EXERCISE:
What follows is a set of entries. Give them again exactly, without the pictures.

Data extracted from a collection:
○ ○ ○ ○ ○

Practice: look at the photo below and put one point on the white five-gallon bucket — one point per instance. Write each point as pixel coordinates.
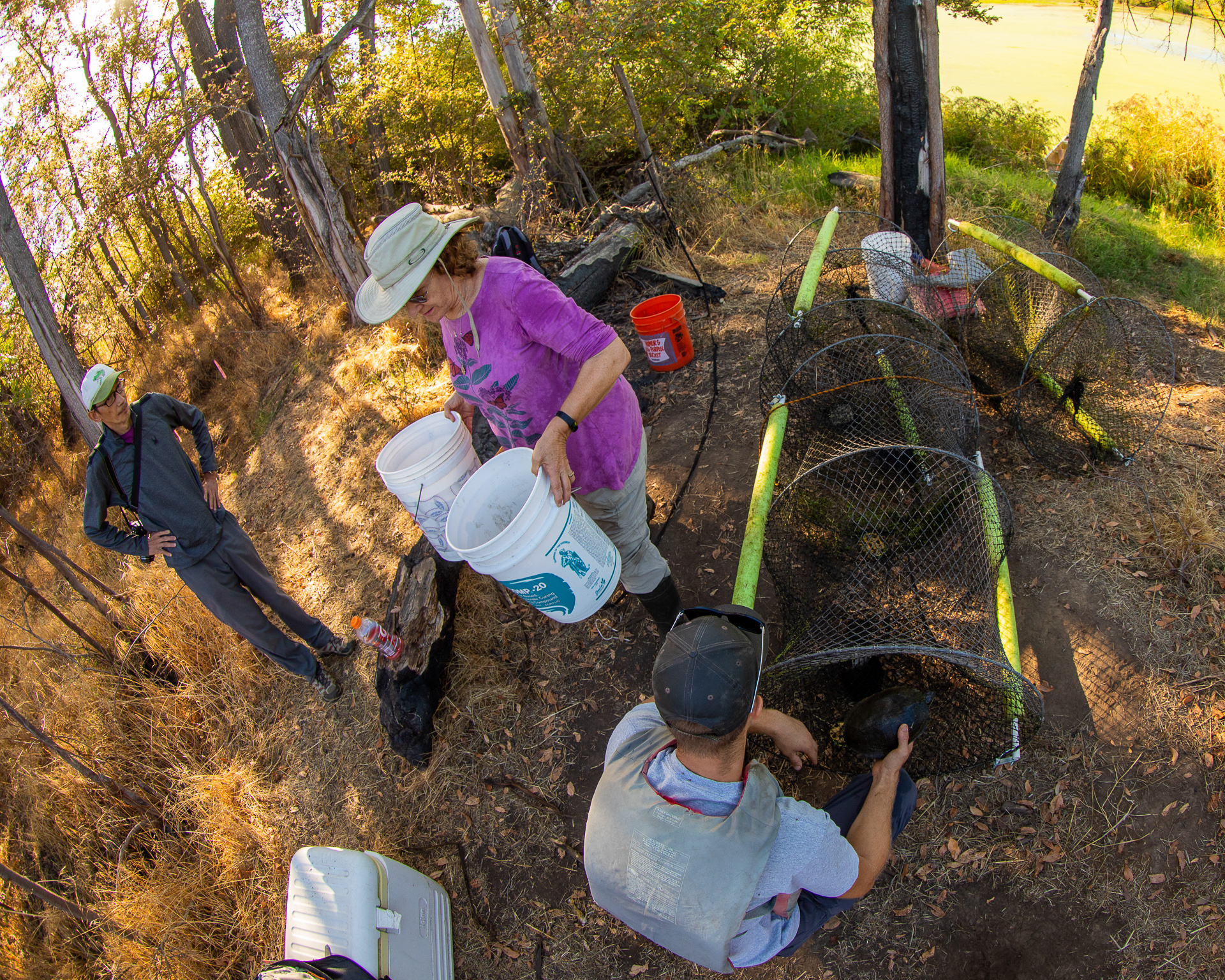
(505, 524)
(426, 466)
(887, 262)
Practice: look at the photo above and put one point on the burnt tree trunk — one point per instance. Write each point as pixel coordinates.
(27, 285)
(420, 612)
(1064, 212)
(298, 156)
(217, 64)
(908, 96)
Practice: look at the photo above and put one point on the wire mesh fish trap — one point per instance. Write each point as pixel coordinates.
(822, 326)
(852, 275)
(885, 567)
(1098, 385)
(980, 709)
(853, 227)
(872, 391)
(1013, 309)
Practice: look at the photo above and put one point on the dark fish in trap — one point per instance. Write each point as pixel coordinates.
(872, 725)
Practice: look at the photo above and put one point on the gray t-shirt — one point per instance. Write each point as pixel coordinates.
(809, 852)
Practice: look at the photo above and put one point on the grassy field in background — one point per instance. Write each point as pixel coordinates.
(1150, 258)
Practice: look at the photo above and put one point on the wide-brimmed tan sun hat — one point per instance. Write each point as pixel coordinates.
(401, 253)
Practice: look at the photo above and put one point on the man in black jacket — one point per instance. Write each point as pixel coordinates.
(140, 464)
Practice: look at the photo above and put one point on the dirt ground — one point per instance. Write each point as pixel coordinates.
(1098, 856)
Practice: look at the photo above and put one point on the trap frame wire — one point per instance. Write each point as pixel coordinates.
(885, 579)
(1117, 358)
(832, 342)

○ ○ ○ ○ ○

RESULT OF THIS TASK:
Practice: look at the photo below and put one point on the white five-gallon bucket — one point per instance. Write each point as pixel coordinates.
(505, 524)
(426, 466)
(887, 262)
Practice: look at the photo above and put one point on the burnt tree trunk — one point per instance. Write each point as pixel coordinates.
(27, 285)
(420, 612)
(1064, 212)
(298, 156)
(217, 64)
(908, 96)
Practice: look at the photo above and put one point on the wire mesh fish trap — one point per instance. Write each point as pixel coordinates.
(822, 326)
(852, 275)
(885, 567)
(1098, 385)
(980, 709)
(853, 227)
(872, 391)
(1013, 309)
Practice: look at the photo above and put one point on the dark fish in trap — one point per instance. Write each point as pixel coordinates.
(872, 725)
Practice: look at the photo above and put one point on the gray t-shirt — one point per instance. Write each point as pixel coordinates.
(809, 852)
Practice: look at the photo above and put one point on the grassy field in background — one point per instance. Write each point as pixel coordinates.
(1150, 258)
Practice: look at the photo above and put one point on the wide-brimmed tan sun hat — one point per instance. Write each point as pixel coordinates.
(401, 253)
Practice: look at the photo above and put one point on the man in black jacket — one point per instance. Write each point as pixel coordinates.
(140, 464)
Practice: look at the photo above and put one point on the dirt ground — one point per instance. Write each point as pixel coordinates.
(1098, 856)
Practice: look at the photo above and put one point on the trap frame wire — one point per instance. Write each point as pixel coordinates.
(885, 579)
(1117, 358)
(832, 342)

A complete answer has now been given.